### Text shown:
Since 2006, Oza had worked for The Arizona Republic, where he was beloved by colleagues and known for his documentary-style photojournalism.

Oza died early Monday after being hospitalized since Sept. 3. That morning, he was traveling on Loop 202 near the Vee Quiva Casino south of the Phoenix community of Laveen when the vehicle veered across all lanes of the highway and struck the center divider.

Arizona Department of Public Safety officials have said Oza was the lone occupant and no other vehicles were involved.

The cause of the accident has not been made public.

Oza's work was included in The Republic’s 2017 project called “The Wall” that examined then-President Donald Trump's planned border wall. It won the Pulitzer Prize for explanatory reporting.

Earlier in his career, Oza’s images were part of the Biloxi Sun Herald’s Pulitzer-winning coverage of Hurricane Katrina's devastation in Biloxi, Mississippi. At the time, Oza was working for sister newspaper The Telegraph of Macon, Georgia.

Oza was born in Mumbai, India, and traveled as a young man to the U.S., where he became a citizen.

He attended Columbia College in Chicago with plans of becoming a commercial photographer. His instructors steered him toward photojournalism when they saw his ability to immerse himself into his subjects' lives.

Oza is survived by his wife, Jacquelyn, and daughter, Shanti, along with family in India.

There was no immediate word on services.

Stored entries
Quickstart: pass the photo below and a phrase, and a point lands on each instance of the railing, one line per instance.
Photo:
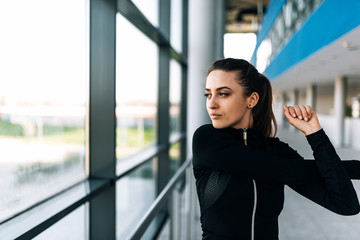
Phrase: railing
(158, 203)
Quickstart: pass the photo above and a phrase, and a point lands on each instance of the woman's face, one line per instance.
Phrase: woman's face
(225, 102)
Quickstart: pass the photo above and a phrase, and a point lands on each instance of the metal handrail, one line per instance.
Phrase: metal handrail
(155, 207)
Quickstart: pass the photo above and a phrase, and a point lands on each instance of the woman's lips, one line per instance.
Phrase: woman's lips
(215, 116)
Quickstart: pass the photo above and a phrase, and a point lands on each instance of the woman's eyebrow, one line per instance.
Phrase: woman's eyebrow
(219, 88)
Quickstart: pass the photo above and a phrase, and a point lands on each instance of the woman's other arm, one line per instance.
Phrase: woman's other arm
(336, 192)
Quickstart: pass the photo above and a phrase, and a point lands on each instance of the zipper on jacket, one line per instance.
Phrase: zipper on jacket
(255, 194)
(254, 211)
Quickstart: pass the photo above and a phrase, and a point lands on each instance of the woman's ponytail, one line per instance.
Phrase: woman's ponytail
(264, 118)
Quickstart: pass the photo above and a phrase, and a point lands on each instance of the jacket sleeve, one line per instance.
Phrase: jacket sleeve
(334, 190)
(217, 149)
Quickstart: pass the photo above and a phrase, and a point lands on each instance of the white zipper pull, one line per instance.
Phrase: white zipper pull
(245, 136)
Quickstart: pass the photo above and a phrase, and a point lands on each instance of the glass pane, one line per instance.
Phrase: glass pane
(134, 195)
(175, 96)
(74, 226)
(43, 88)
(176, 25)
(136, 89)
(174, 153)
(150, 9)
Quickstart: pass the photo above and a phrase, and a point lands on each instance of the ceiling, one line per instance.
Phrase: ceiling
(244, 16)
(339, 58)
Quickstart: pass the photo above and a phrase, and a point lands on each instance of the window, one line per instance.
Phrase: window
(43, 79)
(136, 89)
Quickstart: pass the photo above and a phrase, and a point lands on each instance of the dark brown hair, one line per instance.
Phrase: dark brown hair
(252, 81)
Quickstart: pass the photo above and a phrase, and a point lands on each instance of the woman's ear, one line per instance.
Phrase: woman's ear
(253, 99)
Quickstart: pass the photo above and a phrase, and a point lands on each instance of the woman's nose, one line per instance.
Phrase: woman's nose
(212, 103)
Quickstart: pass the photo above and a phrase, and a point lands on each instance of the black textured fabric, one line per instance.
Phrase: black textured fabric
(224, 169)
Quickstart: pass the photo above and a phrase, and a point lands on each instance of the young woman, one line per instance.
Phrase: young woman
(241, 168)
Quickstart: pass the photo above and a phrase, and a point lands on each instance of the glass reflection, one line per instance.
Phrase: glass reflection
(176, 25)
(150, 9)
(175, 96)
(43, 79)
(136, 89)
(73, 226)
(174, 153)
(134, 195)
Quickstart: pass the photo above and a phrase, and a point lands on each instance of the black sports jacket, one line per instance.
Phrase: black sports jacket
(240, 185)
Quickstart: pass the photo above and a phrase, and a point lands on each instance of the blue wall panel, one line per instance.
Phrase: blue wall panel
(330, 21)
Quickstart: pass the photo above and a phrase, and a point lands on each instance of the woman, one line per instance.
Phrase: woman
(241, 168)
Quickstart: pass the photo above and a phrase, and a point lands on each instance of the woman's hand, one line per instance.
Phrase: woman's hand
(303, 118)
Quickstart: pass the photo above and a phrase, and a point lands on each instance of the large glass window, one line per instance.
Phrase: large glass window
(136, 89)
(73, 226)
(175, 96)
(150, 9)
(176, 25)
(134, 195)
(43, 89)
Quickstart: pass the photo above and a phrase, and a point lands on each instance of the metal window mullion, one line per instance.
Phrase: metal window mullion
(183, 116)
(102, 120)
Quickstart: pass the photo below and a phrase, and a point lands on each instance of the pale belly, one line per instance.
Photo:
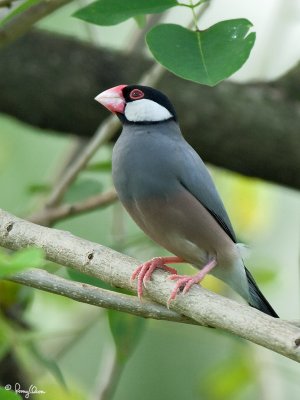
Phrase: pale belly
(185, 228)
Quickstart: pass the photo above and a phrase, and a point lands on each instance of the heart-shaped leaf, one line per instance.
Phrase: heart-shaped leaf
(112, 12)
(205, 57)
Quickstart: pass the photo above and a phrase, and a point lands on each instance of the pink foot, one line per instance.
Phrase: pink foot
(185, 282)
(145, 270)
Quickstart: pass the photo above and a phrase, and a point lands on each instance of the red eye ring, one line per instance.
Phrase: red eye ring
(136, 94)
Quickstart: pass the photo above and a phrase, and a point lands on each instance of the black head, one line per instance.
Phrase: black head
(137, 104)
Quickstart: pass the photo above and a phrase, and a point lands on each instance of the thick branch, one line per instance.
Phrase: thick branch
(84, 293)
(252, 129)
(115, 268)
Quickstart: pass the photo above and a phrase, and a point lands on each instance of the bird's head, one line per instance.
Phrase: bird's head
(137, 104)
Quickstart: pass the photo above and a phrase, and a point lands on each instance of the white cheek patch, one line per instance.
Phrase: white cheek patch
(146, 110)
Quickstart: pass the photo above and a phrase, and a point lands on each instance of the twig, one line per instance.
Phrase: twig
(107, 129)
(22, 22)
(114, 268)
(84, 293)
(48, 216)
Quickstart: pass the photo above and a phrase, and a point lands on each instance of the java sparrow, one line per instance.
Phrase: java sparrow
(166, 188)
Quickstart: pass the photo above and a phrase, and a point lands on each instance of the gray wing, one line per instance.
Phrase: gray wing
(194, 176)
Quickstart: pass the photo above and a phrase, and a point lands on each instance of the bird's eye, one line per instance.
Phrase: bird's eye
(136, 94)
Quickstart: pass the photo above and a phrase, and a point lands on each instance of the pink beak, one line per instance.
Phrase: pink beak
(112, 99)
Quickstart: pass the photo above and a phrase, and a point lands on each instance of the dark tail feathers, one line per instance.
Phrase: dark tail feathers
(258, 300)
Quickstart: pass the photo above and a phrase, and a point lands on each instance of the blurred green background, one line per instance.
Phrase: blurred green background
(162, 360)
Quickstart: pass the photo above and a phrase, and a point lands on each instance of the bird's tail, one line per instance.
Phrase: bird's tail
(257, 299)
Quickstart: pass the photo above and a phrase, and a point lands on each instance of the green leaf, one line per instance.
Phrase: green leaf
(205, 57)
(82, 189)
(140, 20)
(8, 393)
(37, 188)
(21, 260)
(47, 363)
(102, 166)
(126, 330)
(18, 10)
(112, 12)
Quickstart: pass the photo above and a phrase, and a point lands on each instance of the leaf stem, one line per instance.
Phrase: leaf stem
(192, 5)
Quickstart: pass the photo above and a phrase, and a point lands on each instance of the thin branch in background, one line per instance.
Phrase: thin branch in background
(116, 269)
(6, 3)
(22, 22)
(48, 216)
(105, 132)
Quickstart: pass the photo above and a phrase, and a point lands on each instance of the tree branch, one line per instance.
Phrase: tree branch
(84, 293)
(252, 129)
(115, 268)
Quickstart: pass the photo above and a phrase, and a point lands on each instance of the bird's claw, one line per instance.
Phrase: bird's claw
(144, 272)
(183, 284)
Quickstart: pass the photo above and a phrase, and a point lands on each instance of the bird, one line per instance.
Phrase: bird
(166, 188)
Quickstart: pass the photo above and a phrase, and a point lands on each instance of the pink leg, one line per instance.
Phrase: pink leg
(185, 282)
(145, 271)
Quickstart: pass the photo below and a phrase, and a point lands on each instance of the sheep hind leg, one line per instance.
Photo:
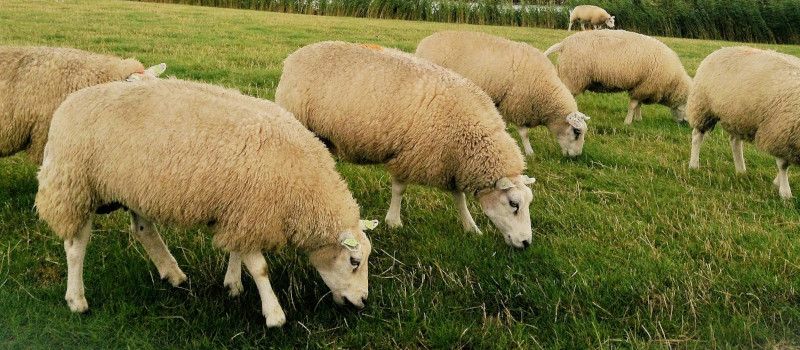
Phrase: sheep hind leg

==

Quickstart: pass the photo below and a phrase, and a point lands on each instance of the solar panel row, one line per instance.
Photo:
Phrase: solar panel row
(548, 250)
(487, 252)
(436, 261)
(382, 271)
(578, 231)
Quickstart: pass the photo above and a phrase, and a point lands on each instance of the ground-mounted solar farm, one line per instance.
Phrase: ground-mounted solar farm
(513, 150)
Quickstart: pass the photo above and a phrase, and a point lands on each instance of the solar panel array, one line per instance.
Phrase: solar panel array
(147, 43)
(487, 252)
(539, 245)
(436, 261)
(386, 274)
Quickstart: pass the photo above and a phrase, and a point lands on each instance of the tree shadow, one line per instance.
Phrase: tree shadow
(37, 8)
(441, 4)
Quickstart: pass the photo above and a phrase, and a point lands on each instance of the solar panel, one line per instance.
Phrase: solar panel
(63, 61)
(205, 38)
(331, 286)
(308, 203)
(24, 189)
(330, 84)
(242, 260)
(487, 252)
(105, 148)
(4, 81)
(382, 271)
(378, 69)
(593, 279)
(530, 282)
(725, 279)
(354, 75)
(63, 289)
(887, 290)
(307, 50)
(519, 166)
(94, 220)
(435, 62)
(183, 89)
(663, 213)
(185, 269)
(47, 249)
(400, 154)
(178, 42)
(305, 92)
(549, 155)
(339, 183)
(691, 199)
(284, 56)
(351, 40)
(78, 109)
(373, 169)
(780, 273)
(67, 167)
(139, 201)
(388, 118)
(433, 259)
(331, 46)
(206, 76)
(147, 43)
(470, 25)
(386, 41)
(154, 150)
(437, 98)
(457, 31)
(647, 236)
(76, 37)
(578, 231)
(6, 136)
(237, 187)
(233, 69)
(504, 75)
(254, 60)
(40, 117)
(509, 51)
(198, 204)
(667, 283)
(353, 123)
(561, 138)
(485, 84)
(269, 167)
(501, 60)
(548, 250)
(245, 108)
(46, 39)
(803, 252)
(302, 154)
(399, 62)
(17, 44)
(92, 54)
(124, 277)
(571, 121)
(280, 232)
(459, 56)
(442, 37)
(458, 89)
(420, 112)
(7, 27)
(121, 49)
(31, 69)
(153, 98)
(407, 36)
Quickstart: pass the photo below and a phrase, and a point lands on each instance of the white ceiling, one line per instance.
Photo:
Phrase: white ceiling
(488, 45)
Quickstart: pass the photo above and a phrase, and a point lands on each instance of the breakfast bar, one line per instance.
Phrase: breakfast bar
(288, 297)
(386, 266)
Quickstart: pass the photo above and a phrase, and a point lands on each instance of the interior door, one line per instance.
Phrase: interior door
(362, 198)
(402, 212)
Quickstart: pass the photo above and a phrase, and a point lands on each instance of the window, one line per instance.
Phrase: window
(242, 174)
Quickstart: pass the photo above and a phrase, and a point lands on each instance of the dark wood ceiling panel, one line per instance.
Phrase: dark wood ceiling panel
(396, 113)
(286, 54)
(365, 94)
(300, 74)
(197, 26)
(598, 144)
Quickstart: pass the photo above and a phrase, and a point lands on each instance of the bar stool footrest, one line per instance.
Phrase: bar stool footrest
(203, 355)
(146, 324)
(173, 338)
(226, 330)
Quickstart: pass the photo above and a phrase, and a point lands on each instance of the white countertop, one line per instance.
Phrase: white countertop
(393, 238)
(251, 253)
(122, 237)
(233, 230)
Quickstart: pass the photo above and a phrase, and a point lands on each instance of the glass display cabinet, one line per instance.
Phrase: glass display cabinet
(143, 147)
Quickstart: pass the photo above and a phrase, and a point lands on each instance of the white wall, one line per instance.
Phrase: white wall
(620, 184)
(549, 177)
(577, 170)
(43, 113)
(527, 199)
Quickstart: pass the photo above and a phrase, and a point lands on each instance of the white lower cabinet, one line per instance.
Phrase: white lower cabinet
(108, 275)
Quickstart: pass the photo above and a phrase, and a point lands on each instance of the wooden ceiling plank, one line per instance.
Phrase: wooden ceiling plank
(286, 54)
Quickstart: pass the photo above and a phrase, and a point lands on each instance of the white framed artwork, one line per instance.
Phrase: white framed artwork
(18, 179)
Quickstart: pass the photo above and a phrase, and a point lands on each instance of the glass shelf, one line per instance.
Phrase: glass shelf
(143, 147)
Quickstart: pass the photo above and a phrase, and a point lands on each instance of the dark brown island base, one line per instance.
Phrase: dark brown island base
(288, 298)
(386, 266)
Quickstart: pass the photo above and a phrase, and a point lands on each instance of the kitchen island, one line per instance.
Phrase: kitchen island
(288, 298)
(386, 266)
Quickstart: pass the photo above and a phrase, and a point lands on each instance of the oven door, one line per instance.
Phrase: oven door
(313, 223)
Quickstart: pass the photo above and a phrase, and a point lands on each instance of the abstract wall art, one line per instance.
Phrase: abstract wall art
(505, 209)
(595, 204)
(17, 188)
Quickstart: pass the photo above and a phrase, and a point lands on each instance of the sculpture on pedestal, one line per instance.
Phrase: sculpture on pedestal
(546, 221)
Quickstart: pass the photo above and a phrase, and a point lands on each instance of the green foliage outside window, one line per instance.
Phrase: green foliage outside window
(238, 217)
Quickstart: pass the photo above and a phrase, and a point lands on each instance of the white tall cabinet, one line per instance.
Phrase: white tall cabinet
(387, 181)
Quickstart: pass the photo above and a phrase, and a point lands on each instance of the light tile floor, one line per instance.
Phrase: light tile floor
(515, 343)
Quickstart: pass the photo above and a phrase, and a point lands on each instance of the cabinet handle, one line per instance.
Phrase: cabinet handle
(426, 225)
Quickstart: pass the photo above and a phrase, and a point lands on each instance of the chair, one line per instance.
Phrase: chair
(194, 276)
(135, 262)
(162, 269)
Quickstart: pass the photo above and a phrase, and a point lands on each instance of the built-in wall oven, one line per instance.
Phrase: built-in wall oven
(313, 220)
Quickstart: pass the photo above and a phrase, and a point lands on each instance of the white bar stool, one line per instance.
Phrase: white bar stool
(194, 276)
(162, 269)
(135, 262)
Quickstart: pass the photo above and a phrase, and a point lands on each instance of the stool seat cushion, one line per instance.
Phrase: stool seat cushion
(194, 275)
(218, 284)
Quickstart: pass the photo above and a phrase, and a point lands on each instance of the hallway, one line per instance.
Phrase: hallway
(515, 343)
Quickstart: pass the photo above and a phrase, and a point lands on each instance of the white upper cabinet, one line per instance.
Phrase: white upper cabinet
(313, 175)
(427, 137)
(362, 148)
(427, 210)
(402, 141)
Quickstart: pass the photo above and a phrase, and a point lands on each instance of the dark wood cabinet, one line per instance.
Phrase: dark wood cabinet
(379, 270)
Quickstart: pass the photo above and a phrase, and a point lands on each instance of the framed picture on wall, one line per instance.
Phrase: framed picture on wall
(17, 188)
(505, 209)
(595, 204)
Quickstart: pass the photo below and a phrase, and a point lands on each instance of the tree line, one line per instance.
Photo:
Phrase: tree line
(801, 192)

### What is required:
Please reproduce word for word the portion of the article about Oza starting at "Earlier in his" and ending at "of Macon, Georgia.".

### Reply to the task:
Earlier in his career, Oza’s images were part of the Biloxi Sun Herald’s Pulitzer-winning coverage of Hurricane Katrina's devastation in Biloxi, Mississippi. At the time, Oza was working for sister newspaper The Telegraph of Macon, Georgia.